#### The request
Exactly as written, please set down all of the entries again, with no pictures.
╭─ Records supplied
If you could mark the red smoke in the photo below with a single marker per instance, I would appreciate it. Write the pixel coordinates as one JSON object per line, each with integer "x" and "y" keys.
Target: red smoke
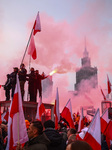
{"x": 60, "y": 45}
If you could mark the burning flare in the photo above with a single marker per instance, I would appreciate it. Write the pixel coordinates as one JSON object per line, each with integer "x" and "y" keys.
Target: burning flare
{"x": 54, "y": 71}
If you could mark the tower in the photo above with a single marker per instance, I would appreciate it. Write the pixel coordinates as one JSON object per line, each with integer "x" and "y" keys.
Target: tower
{"x": 86, "y": 77}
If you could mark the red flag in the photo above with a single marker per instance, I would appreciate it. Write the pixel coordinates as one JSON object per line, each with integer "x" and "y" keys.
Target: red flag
{"x": 56, "y": 110}
{"x": 40, "y": 109}
{"x": 109, "y": 85}
{"x": 103, "y": 94}
{"x": 81, "y": 121}
{"x": 93, "y": 135}
{"x": 17, "y": 131}
{"x": 37, "y": 25}
{"x": 67, "y": 114}
{"x": 32, "y": 48}
{"x": 0, "y": 116}
{"x": 104, "y": 121}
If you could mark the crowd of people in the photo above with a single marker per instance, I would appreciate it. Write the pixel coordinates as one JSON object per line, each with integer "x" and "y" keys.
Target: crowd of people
{"x": 44, "y": 136}
{"x": 33, "y": 78}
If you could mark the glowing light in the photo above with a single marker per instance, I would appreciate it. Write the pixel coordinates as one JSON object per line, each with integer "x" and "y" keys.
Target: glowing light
{"x": 51, "y": 73}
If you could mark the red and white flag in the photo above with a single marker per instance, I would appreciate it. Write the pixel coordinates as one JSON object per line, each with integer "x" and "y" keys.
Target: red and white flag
{"x": 103, "y": 94}
{"x": 56, "y": 110}
{"x": 109, "y": 85}
{"x": 93, "y": 135}
{"x": 67, "y": 114}
{"x": 5, "y": 116}
{"x": 40, "y": 109}
{"x": 32, "y": 48}
{"x": 17, "y": 131}
{"x": 37, "y": 25}
{"x": 81, "y": 121}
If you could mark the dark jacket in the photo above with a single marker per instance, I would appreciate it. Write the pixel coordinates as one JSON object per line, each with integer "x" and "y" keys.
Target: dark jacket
{"x": 38, "y": 143}
{"x": 56, "y": 140}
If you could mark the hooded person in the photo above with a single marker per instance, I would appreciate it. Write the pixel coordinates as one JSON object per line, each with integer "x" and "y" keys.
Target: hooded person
{"x": 37, "y": 140}
{"x": 56, "y": 140}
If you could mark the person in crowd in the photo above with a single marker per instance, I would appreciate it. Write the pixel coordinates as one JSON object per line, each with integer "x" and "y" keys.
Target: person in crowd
{"x": 37, "y": 140}
{"x": 62, "y": 129}
{"x": 104, "y": 145}
{"x": 79, "y": 145}
{"x": 32, "y": 85}
{"x": 71, "y": 134}
{"x": 22, "y": 78}
{"x": 13, "y": 79}
{"x": 7, "y": 87}
{"x": 56, "y": 140}
{"x": 38, "y": 82}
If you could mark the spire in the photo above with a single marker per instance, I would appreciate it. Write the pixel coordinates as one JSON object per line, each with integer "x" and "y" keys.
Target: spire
{"x": 85, "y": 53}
╰─
#### Response
If you could mark the red smoke in the photo below with a single marker per instance, I would appreciate it. Write the pixel coordinates as one JSON object per line, each with integer "x" and "y" keys.
Target: red smoke
{"x": 60, "y": 45}
If you could mark the burning flare in the photo above with a single marker per instance, I would appreciate it. Write the pixel coordinates as one JSON object per line, each with integer "x" and "y" keys.
Target: burning flare
{"x": 54, "y": 71}
If you could mark the tower in the photo above with a single marker per instance, I would appreciate it. Write the pixel coordinates as one JSON object per line, each with integer "x" and "y" keys.
Target: tower
{"x": 86, "y": 77}
If you could mark the red flag in the photo above with a single marker per instance, I would appreciate it. Write the pixel coordinates as one JSON object per line, each with integer "x" and "y" keys.
Target: red flag
{"x": 56, "y": 110}
{"x": 40, "y": 109}
{"x": 109, "y": 85}
{"x": 103, "y": 94}
{"x": 81, "y": 121}
{"x": 93, "y": 135}
{"x": 17, "y": 131}
{"x": 37, "y": 25}
{"x": 67, "y": 114}
{"x": 32, "y": 48}
{"x": 0, "y": 116}
{"x": 104, "y": 121}
If you could mark the crowd of people in the photo above with a single marker per instance, I would appreciate it. Write the pixel coordinates as one JSON object per line, each with integer "x" and "y" keys.
Target: crowd of people
{"x": 44, "y": 136}
{"x": 33, "y": 78}
If you could mark the glowing light in the photo above with a single marker per instance, I would appreciate it. Write the pixel coordinates as one JSON object per line, each with integer "x" and "y" keys.
Target: glowing light
{"x": 51, "y": 73}
If you could mark the red and white flag in the photo above with a single marker per instance, I would appreciate it. Write the pixel coordinates as one JSON object per line, each with integer "x" and "y" keys.
Target: red and white flag
{"x": 103, "y": 94}
{"x": 56, "y": 110}
{"x": 109, "y": 85}
{"x": 93, "y": 135}
{"x": 67, "y": 114}
{"x": 5, "y": 116}
{"x": 40, "y": 109}
{"x": 32, "y": 48}
{"x": 17, "y": 131}
{"x": 37, "y": 25}
{"x": 81, "y": 121}
If you could mark the dark jacket in the photo above with a single marker per instance, I would appreciate it. Write the pixel coordinates as one JSON object per line, each with integer "x" and "y" keys.
Target: dark jacket
{"x": 38, "y": 143}
{"x": 56, "y": 140}
If you could mark the hooded person in the photo above with a single marker per instance, I would appreciate it. Write the pixel coordinates as one JSON object per line, each with integer "x" and "y" keys.
Target: hooded person
{"x": 37, "y": 140}
{"x": 56, "y": 140}
If you could mark the person in crowd in the photo above with a single marker per instance, I would appreciate it. Write the pixel coordinates as one JSON object per line, each with integer "x" and "y" keys.
Target: person in crowd
{"x": 37, "y": 140}
{"x": 62, "y": 129}
{"x": 104, "y": 145}
{"x": 79, "y": 145}
{"x": 32, "y": 85}
{"x": 71, "y": 134}
{"x": 22, "y": 78}
{"x": 13, "y": 79}
{"x": 7, "y": 87}
{"x": 56, "y": 140}
{"x": 38, "y": 82}
If you could mark the spire in the photo above with a single marker per instance, I would appreciate it. Write the pixel coordinates as one JSON object per line, each with integer "x" and "y" keys.
Target: spire
{"x": 85, "y": 53}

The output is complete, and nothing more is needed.